▸ Work instruction:
Your task is to repeat the lines below exactly, excluding any pictures they contain.

▸ Listed entries:

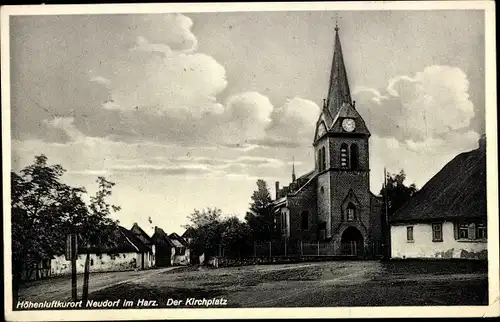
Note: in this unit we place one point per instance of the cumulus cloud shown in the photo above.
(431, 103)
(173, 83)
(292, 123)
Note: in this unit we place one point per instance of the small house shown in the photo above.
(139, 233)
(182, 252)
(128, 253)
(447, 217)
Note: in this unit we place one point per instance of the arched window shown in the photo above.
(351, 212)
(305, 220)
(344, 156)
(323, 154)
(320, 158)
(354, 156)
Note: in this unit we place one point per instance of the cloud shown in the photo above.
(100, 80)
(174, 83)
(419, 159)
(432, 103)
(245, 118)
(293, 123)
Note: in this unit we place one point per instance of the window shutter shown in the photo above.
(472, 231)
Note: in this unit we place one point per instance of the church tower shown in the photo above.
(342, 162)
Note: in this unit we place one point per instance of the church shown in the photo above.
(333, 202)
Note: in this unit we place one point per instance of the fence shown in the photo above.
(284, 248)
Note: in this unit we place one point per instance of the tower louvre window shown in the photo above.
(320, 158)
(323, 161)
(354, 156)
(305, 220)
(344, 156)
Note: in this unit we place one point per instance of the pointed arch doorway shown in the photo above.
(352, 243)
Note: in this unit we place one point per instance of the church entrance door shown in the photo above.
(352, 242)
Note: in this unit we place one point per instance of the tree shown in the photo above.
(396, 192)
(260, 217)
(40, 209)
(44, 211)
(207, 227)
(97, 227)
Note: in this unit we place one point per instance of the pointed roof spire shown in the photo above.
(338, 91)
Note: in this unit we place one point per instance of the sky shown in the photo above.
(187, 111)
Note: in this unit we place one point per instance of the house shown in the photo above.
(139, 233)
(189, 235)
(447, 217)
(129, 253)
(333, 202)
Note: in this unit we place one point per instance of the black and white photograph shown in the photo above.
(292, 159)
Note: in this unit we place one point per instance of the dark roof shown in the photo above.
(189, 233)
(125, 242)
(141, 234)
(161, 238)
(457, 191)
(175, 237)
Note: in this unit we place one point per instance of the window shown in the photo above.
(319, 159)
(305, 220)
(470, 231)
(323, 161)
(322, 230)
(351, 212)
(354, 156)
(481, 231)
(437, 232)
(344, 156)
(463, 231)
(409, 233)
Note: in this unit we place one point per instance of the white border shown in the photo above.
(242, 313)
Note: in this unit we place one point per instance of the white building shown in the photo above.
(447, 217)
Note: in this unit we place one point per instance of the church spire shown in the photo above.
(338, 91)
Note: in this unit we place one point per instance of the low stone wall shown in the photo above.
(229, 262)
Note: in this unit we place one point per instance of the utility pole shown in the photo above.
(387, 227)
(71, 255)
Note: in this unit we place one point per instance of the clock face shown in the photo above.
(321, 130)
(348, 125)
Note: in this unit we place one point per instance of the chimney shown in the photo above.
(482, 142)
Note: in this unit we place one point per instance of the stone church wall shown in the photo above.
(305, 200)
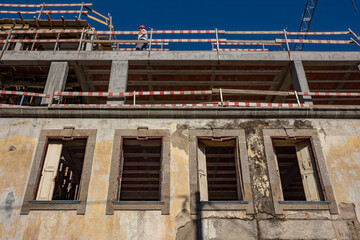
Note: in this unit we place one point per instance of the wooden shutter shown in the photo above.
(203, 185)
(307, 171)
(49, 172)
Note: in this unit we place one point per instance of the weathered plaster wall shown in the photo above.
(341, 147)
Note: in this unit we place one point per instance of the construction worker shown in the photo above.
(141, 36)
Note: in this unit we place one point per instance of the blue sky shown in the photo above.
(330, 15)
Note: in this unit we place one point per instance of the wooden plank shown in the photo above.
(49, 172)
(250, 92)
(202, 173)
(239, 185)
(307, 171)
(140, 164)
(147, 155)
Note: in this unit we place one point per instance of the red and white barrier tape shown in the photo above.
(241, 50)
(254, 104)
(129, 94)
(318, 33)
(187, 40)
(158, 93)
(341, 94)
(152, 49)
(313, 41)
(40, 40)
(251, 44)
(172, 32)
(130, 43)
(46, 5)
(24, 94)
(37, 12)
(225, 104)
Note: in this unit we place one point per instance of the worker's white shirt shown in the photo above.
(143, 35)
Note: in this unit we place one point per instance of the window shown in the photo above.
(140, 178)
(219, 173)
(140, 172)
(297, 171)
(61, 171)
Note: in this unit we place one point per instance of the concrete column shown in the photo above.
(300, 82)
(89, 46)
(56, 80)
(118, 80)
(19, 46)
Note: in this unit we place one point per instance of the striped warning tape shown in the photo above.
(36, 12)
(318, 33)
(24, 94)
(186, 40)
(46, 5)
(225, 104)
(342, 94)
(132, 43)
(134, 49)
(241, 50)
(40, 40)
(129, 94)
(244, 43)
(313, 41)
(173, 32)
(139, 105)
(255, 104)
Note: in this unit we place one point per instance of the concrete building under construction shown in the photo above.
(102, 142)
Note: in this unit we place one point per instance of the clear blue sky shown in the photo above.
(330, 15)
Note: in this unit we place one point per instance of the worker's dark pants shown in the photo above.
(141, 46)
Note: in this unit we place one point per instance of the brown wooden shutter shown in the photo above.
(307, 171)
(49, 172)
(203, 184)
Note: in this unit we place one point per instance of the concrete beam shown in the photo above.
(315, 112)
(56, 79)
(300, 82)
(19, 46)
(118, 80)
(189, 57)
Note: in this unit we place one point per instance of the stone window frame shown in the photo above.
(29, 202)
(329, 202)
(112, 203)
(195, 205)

▸ Solved problem:
Note: in this unit we place one point per instance of the cumulus cloud shown in the photo above.
(431, 103)
(173, 83)
(292, 123)
Note: in this unit we place one point per instance of the small house shown in the photo above.
(139, 233)
(182, 252)
(128, 253)
(447, 217)
Note: in this unit we place one point per instance of the arched window shown in the photo above.
(351, 212)
(305, 220)
(344, 156)
(323, 154)
(320, 158)
(354, 156)
Note: in this unit we place one point per instance of the cloud shown in the photo above.
(100, 80)
(174, 83)
(419, 159)
(432, 103)
(245, 118)
(293, 123)
Note: in this unit we place one point per instance of the window shutter shown in the photo above.
(472, 231)
Note: in this unit we place one point per instance of the church tower shown in the photo above.
(342, 162)
Note: in this unit we place one point per instance of the church shown in the photo above.
(333, 202)
Note: in this unit we place one point per instance of the fence shown in the photo above.
(284, 248)
Note: in this unit we place one point per instance of the tower louvre window shown in the photo above.
(320, 158)
(323, 161)
(354, 156)
(305, 220)
(344, 156)
Note: in this unit we place one point per instance of the pointed arch doorway shown in the photo above.
(352, 243)
Note: in this unit we place one point per instance of the church entrance door shown in the photo above.
(352, 242)
Note: in this unit we place one point per instance of the tree shown in the photo above.
(396, 192)
(260, 217)
(40, 209)
(44, 211)
(207, 227)
(97, 227)
Note: in this unit we place one point per instance of the pointed roof spire shown in the photo above.
(338, 91)
Note: in this unit we place one point per instance of the sky shown in the photo above.
(187, 111)
Note: in this unit we place one point per instance of the house shown in the photo above.
(139, 233)
(189, 235)
(447, 217)
(129, 253)
(333, 202)
Note: in this unit we place one point per instance of the black and white photograph shown in the photo above.
(292, 159)
Note: in this unit we place one point per instance of the dark roof shown in the photo above.
(189, 233)
(125, 242)
(141, 234)
(161, 238)
(457, 191)
(175, 237)
Note: in this unit we place one point per instance of the window shown in the photo above.
(319, 159)
(305, 220)
(470, 231)
(323, 161)
(322, 230)
(351, 212)
(354, 156)
(481, 231)
(437, 232)
(344, 156)
(463, 231)
(409, 233)
Note: in this unit we place one point per instance of the white border shown in the photo above.
(242, 313)
Note: in this unit we place one point per instance of the white building shown in the photo above.
(447, 217)
Note: in this unit we place one point per instance of the church spire shown in the photo above.
(338, 91)
Note: in this unit we place one point per instance of the low stone wall shown in the photo above.
(229, 262)
Note: in this unit we place one point per instance of the utility pole shown in the photo above.
(387, 227)
(71, 255)
Note: in this unit we place one point per instance of the clock face shown in the photo above.
(321, 130)
(348, 125)
Note: in this unit we place one point per instance of the chimney shown in the photo above.
(482, 142)
Note: in this unit we place one point per instance of the stone church wall shown in the photo above.
(305, 200)
Note: in this unit we place one point per instance of the wooden shutter shown in the photo above.
(203, 185)
(307, 171)
(49, 172)
Note: in this unit we place one point per instance of the weathered plaster wall shown in the photo above.
(341, 147)
Note: in this unit we place one point per instance of the construction worker shown in the photo above.
(141, 36)
Note: in this unit we place one point per instance of the blue sky shown in the photo above.
(330, 15)
Note: in this unit we place one point per instance of the wooden plank shown in the photo above.
(49, 172)
(250, 92)
(202, 173)
(239, 185)
(307, 171)
(140, 164)
(147, 155)
Note: in this unit we place one point per instance of the red and white barrier tape shown in the photo above.
(241, 50)
(254, 104)
(129, 94)
(318, 33)
(187, 40)
(158, 93)
(341, 94)
(152, 49)
(313, 41)
(40, 40)
(251, 44)
(172, 32)
(130, 43)
(46, 5)
(24, 94)
(37, 12)
(225, 104)
Note: in this unit we place one point per instance of the worker's white shirt shown in the photo above.
(143, 35)
Note: in this unit we place one point per instance of the window shown in the photo above.
(140, 178)
(219, 173)
(140, 172)
(297, 171)
(61, 171)
Note: in this unit we place one point per instance of the concrete column shown in the photo above.
(300, 82)
(89, 46)
(56, 80)
(118, 80)
(19, 46)
Note: in this unit we place one point per instance of the striped warning tape shown in the photo above.
(36, 12)
(318, 33)
(24, 94)
(186, 40)
(46, 5)
(225, 104)
(342, 94)
(132, 43)
(134, 49)
(241, 50)
(40, 40)
(129, 94)
(244, 43)
(313, 41)
(173, 32)
(139, 105)
(255, 104)
Note: in this unit we place one point per instance of the concrete building under construction shown in the photo above.
(102, 142)
Note: in this unit we place one point per instance of the clear blue sky shown in the photo above.
(330, 15)
Note: in this unit we place one point per instance of the worker's dark pants shown in the photo above.
(141, 46)
Note: in this unit we place one point per instance of the brown wooden shutter shown in the photo above.
(307, 171)
(49, 172)
(203, 184)
Note: in this unit we place one point per instance of the concrete beam shown in the photo above.
(315, 112)
(56, 79)
(300, 82)
(19, 46)
(118, 80)
(189, 57)
Note: in this unit we place one point per instance of the stone window frame shown in the photo above.
(29, 202)
(329, 202)
(112, 203)
(195, 205)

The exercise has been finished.